Point labeling dataset excerpts
+++++
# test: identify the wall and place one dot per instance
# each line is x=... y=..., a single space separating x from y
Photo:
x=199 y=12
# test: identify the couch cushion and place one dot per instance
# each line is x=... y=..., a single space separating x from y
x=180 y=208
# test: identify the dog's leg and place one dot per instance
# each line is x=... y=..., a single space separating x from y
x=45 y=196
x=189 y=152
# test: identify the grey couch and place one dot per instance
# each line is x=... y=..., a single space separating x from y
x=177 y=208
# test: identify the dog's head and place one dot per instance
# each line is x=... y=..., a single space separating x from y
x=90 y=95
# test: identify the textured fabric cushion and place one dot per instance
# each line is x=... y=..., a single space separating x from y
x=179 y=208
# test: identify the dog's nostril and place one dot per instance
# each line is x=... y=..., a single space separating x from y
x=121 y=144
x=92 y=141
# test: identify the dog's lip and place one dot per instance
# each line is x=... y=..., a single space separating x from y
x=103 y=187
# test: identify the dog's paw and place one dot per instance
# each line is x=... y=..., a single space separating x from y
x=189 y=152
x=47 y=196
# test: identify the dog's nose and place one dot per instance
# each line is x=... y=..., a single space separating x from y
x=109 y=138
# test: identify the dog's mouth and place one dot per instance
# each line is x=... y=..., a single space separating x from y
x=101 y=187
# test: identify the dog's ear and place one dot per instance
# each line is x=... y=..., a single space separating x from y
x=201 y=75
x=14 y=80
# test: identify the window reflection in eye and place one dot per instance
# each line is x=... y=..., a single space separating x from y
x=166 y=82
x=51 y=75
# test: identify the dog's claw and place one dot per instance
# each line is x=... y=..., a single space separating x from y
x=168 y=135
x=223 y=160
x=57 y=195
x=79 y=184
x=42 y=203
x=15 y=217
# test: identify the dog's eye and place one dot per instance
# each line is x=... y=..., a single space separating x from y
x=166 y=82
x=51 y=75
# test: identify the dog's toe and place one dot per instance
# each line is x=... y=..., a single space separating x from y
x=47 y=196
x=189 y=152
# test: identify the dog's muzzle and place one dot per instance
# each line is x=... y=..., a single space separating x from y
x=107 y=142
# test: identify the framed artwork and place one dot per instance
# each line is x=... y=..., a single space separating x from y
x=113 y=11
+++++
### Task brief
Edit the records from the first line through the line with "x=180 y=208", replacing "couch cushion" with "sofa cushion" and leaving everything else as it is. Return only those lines.

### Solution to this exercise
# test: identify the wall and place one dot per instance
# each line is x=... y=..., a single space separating x from y
Photo:
x=199 y=12
# test: identify the sofa cushion and place one dot per instance
# each line is x=... y=..., a single space separating x from y
x=180 y=208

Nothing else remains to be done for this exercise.